▸ Datos proporcionados:
● ● ● ● ●

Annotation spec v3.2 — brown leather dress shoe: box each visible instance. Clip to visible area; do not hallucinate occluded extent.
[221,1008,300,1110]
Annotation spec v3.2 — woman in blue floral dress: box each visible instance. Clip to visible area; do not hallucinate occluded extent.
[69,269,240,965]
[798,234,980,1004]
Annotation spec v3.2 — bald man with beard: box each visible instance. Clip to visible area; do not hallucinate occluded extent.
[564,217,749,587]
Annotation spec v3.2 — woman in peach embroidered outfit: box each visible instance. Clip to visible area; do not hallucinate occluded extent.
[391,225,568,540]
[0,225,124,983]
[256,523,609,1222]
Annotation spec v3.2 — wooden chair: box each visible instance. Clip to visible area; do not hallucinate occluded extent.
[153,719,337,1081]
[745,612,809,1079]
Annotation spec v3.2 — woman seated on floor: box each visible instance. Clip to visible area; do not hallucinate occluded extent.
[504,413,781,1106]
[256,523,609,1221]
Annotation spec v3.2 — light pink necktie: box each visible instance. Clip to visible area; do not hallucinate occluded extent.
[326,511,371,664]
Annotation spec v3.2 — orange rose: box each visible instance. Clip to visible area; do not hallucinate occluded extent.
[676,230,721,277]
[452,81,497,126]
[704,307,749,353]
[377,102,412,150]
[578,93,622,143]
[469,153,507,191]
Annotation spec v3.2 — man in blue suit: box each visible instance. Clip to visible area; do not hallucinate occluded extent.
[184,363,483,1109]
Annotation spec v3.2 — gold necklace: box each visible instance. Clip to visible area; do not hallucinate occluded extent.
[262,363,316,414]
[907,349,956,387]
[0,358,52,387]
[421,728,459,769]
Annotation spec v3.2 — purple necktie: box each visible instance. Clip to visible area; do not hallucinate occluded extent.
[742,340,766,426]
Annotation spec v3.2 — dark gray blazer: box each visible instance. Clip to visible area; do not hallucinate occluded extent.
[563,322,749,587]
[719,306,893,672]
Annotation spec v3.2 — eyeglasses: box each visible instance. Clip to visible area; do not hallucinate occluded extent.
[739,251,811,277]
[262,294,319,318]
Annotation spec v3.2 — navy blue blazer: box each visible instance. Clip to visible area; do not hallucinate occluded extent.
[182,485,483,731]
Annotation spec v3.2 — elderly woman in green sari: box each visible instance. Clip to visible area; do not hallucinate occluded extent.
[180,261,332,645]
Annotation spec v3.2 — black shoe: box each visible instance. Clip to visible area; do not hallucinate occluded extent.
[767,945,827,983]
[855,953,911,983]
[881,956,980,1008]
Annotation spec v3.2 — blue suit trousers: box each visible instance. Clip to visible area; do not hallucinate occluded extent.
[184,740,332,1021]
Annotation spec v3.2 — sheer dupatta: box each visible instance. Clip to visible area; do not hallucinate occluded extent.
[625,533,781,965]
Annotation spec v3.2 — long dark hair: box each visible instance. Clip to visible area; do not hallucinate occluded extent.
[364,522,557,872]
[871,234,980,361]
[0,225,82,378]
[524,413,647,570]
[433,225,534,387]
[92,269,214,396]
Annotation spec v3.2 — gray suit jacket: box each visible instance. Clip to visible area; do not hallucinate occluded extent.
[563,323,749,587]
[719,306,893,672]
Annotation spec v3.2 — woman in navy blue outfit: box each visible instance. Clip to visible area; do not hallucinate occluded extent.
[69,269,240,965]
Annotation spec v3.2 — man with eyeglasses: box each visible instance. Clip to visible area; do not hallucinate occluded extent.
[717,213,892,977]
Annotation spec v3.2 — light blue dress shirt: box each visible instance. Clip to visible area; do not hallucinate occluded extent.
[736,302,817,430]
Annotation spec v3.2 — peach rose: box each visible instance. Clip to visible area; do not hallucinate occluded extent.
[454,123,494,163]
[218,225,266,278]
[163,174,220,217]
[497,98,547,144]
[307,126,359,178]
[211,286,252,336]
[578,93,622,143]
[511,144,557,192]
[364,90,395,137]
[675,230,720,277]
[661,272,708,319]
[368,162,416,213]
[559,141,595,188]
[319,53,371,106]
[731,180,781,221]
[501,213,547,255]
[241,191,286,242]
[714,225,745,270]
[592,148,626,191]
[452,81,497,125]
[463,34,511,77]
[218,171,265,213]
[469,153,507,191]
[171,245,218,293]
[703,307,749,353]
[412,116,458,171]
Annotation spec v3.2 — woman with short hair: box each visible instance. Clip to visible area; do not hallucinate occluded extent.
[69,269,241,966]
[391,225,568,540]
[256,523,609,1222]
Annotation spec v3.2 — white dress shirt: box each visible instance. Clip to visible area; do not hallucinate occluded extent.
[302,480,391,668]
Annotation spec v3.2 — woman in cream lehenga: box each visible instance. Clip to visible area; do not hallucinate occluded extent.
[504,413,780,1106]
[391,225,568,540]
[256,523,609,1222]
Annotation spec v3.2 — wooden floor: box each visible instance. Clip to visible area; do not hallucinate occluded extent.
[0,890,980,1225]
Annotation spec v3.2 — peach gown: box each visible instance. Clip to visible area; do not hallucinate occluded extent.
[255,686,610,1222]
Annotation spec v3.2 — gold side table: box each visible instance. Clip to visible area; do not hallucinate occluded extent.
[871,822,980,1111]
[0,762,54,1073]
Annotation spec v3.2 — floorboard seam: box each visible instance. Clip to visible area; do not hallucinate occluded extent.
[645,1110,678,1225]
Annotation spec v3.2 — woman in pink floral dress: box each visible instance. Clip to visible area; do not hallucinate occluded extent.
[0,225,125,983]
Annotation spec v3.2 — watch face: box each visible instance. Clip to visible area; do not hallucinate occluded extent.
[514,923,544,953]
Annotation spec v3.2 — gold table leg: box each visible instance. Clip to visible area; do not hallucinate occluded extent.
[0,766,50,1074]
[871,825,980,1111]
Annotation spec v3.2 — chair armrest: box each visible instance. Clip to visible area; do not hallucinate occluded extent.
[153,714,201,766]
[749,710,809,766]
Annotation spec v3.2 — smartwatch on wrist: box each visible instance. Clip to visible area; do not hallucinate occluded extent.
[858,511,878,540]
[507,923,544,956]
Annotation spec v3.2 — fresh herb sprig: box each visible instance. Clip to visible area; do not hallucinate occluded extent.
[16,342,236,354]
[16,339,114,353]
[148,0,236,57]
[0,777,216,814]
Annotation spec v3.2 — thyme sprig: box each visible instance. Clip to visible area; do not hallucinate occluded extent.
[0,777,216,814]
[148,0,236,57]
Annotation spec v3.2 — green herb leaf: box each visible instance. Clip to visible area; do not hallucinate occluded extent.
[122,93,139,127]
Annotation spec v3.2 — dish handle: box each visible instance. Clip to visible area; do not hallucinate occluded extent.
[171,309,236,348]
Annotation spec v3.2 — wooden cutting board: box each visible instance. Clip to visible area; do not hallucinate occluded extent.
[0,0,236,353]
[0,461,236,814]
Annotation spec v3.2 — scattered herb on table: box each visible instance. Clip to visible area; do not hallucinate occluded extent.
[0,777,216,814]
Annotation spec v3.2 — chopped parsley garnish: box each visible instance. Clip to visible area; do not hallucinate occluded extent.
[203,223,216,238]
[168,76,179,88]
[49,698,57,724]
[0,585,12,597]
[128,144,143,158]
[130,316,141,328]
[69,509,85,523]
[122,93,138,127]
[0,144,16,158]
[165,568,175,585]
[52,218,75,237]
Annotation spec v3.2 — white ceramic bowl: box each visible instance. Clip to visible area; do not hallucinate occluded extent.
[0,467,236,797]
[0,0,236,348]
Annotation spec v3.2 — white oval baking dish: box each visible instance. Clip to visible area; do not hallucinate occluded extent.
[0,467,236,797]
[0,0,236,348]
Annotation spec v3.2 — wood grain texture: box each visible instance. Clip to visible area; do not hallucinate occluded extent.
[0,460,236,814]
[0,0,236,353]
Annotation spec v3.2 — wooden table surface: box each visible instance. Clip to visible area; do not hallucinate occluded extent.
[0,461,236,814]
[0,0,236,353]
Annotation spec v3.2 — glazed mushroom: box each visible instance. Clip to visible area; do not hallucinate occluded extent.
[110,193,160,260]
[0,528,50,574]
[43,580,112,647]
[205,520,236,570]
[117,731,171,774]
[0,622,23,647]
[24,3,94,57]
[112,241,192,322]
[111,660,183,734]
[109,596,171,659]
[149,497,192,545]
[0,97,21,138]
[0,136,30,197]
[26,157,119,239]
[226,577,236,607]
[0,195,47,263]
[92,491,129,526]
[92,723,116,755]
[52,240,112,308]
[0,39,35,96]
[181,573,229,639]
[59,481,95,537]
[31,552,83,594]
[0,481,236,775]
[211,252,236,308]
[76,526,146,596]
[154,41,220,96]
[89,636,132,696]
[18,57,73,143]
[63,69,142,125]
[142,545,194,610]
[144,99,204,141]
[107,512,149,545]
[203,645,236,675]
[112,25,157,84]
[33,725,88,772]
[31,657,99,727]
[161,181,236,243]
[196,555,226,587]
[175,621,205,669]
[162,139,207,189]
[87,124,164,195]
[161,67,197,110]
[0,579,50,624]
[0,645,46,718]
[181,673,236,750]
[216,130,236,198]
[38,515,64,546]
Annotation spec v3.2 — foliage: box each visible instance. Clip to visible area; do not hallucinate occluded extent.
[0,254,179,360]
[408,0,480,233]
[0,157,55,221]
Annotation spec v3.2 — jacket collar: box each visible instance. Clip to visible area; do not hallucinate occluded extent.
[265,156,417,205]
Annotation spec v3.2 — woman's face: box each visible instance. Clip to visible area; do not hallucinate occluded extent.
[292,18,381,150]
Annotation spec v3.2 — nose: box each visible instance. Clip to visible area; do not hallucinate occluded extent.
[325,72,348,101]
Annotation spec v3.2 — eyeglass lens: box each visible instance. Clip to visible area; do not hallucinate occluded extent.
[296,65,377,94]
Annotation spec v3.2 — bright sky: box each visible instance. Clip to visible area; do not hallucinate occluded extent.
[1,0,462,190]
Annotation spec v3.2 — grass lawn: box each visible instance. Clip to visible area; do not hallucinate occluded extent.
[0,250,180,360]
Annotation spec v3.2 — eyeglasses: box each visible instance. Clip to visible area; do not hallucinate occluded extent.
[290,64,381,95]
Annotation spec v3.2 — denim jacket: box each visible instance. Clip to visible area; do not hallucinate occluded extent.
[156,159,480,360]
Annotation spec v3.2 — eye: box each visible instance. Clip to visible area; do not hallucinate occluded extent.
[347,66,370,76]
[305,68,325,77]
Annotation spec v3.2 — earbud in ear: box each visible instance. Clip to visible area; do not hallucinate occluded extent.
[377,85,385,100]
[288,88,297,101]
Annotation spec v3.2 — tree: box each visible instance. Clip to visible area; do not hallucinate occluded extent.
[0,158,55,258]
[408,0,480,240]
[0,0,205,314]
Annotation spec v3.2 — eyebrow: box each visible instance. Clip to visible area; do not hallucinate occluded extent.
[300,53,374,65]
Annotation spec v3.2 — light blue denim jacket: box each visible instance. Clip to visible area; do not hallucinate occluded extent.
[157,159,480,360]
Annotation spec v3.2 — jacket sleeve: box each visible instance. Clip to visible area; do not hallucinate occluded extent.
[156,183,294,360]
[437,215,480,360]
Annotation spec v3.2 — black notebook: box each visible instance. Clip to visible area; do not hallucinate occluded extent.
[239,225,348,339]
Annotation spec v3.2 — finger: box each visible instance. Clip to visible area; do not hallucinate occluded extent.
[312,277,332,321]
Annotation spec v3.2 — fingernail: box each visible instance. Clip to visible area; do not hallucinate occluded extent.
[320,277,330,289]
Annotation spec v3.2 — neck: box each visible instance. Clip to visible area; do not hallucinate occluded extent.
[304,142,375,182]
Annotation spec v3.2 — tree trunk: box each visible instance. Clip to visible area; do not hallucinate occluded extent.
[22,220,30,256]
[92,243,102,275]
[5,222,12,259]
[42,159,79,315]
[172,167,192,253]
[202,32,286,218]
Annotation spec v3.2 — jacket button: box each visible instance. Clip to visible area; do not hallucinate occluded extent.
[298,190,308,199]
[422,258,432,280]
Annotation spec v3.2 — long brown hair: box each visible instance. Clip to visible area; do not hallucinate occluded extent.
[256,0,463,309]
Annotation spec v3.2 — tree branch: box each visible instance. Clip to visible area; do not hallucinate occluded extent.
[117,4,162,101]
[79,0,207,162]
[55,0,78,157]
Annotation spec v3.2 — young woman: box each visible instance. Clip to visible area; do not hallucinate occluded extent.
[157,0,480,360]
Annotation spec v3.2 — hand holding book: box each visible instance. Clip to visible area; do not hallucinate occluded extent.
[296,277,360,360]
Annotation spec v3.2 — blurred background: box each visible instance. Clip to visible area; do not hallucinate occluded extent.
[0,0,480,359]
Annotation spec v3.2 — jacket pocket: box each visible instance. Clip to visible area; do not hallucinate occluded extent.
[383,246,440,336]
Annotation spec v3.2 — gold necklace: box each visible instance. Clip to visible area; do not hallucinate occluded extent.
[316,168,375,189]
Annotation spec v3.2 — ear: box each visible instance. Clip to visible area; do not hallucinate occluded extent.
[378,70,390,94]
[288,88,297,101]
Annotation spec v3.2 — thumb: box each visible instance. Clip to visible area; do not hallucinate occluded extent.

● ● ● ● ●

▸ Instrucción:
Presenta como CSV de dos columnas, "texto" y "respuesta", solo la parte del listado que abre con la línea que contiene "Annotation spec v3.2 — dark" y cierra con la que contiene "[736,302,817,430]", ambas incluidas. Pon una fila por cada texto con su respuesta y cada campo entre comillas, con los saltos de línea cambiados por espacios.

▸ Respuesta:
texto,respuesta
"Annotation spec v3.2 — dark gray blazer: box each visible instance. Clip to visible area; do not hallucinate occluded extent.","[563,322,749,587] [719,306,893,672]"
"Annotation spec v3.2 — eyeglasses: box each visible instance. Clip to visible area; do not hallucinate occluded extent.","[739,251,811,277] [262,294,319,318]"
"Annotation spec v3.2 — navy blue blazer: box each visible instance. Clip to visible area; do not hallucinate occluded extent.","[182,485,483,731]"
"Annotation spec v3.2 — elderly woman in green sari: box each visible instance. Clip to visible area; do not hallucinate occluded extent.","[180,261,332,645]"
"Annotation spec v3.2 — black shoe: box each visible instance. Clip to visible area; do not hallucinate occluded extent.","[767,945,827,983] [855,953,911,983] [881,956,980,1008]"
"Annotation spec v3.2 — blue suit trousers: box each visible instance. Clip to visible area; do not hallucinate occluded extent.","[184,740,332,1021]"
"Annotation spec v3.2 — sheer dupatta: box each visible instance. Clip to visible area; do not hallucinate occluded extent.","[625,533,781,965]"
"Annotation spec v3.2 — long dark hair: box each visible instance. Clip to visible area; do not hallucinate occluded extent.","[364,522,557,872] [871,234,980,361] [0,225,82,378] [524,413,647,570] [433,225,534,387] [92,269,214,396]"
"Annotation spec v3.2 — gray suit jacket: box each visible instance. Clip to visible area; do not hallucinate occluded extent.","[563,323,749,587] [719,306,893,672]"
"Annotation spec v3.2 — woman in navy blue outfit: box each visible instance. Clip to visible area; do not hallucinate occluded extent.","[69,269,240,965]"
"Annotation spec v3.2 — man with eyeglasses: box each visible instance. Clip to visible area; do not hallucinate occluded extent.","[717,213,892,977]"
"Annotation spec v3.2 — light blue dress shirt: box each visible instance. Clip to visible area; do not hallucinate occluded extent.","[736,302,817,430]"